▶ **What this exercise asks**
1. Answer these questions about the Duchenne muscular dystrophy abstract:
(a) Which motor functions are the smartphone-based digital biomarkers meant to measure objectively?
(b) In which city is the Department of Pediatric Neurology listed among the affiliations?
(c) Which listed affiliation is located in Canada?
2. List every city named in the affiliations of the Duchenne muscular dystrophy abstract.
3. Write the next section of the Duchenne muscular dystrophy abstract, picking up after its stated objective.

▶ **Selected passage**
::::
Identification of Novel Smartphone-Based Digital Biomarkers to Characterize Lower and Upper Limb Motor Functions in Patients with Duchenne Muscular Dystrophy
Shotaro Tachibana1, Allison Grange2, Dominique Vincent-Genod3, Adeline Allara3, Mathilde Hirel3, Claude Cances4, Nicolas Chrestian5, Loïc Carment6, Arthur Feyt6, Clarissa Gorin6, Cédric Gormong6, Juan Camilo Luna-Escalante6, Alexandre Petitmangin6, Cecile Halbert7, Vincent Laugel8
1Hospices Civilis de Lyon, CHU Lyon, Escale Paediatric PMR Department, Lyon, France, 2I-Motion, Institut de Myologie, Paris, France, 3Service de Rééducation Fonctionnelle Pédiatrique des Hospices Civils de Lyon, Hôpital Femme Mère Enfant, Bron, France, 4Neuropaediatric Department, AOC (Atlantic-Oceania-Caribbean) Reference Centre for Neuromuscular Disorders, Toulouse University Hospital, Toulouse, France, 5Centre Mère Enfant Soleil CHU de Québec, Laval university, Quebec, Canada, 6Ad Scientiam, Paris, France, 7Centre de Référence des Maladies Neuromusculaires de l'enfant PACARARE, Service de Neuropédiatrie, Hôpital de la Timone Enfants, Marseille, France, 8Department of Pediatric Neurology, Strasbourg University Hospital, Strasbourg, France
Objective:
To assess the feasibility of smartphone-based digital biomarkers (dBMKs) to objectively measure lower and upper limb motor functions in patients with Duchenne muscular dystrophy (DMD).
::::
▶ **Excerpted records**
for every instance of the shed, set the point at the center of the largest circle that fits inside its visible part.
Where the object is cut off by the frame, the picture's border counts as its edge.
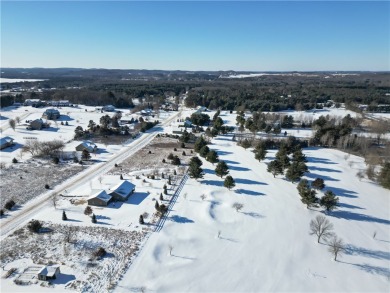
(87, 145)
(6, 142)
(122, 191)
(100, 199)
(49, 273)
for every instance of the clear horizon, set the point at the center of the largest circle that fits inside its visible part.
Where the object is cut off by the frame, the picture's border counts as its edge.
(197, 36)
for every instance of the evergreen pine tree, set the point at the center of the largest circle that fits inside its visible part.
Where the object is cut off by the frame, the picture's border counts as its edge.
(222, 169)
(283, 158)
(329, 201)
(141, 220)
(298, 156)
(318, 183)
(212, 157)
(229, 182)
(384, 176)
(204, 151)
(199, 143)
(275, 167)
(194, 169)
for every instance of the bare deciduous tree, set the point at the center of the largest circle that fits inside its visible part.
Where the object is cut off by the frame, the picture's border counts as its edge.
(237, 206)
(12, 123)
(54, 199)
(321, 227)
(336, 246)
::::
▶ **Task results**
1.
(a) Lower and upper limb motor functions.
(b) Strasbourg.
(c) Centre Mère Enfant Soleil CHU de Québec, Laval university, Quebec.

2. Lyon, Paris, Bron, Toulouse, Quebec, Marseille, Strasbourg

3.
Background:
DMD is a severe muscular dystrophy characterized by progressive muscle atrophy and weakness. Current clinical measures have limitations (eg., inter-rater variability) and are infrequent, which could impede patient’s care. These challenges could be overcome with smartphone-based dBMKs that offer innovative approaches to track the progression of functional parameters, from the patient's home.
Design/Methods:
A literature review and interviews with 11 experts (neuropaediatricians, physiotherapists, occupational therapists) was performed to identify and prioritize meaningful health concepts (HCs) and candidate dBMKs. A Proof-of-Concept study was conducted at a myology institute with 2 physiotherapists simulating different degrees of disease severity (mild, moderate, severe). We then assessed the feasibility of the measurement process (sensors and algorithms) to collect and transform these dBMKs in a Timed-up-and-Go (TUG) test and upper limb motor (ULM) test.
Results:
Ambulation, balance and transition tasks were prioritized as main HCs to capture key motor functions. 11 candidate dBMKs derived from accelerometer and gyroscope were selected for TUG and first results confirmed feasibility with a mean absolute error (MAE) of 1.6±1s when automatically detecting transition phases. Error was severity-dependent with a MAE of 0.8s in mild, versus 2.1s in severe phenotypes. The ULM test (ability to bring the hand to mouth, head and above), was captured using camera recording and an automated keypoint detection model. Feasibility was confirmed and a larger list of dBMKs was identified to measure arm function and compensation strategies.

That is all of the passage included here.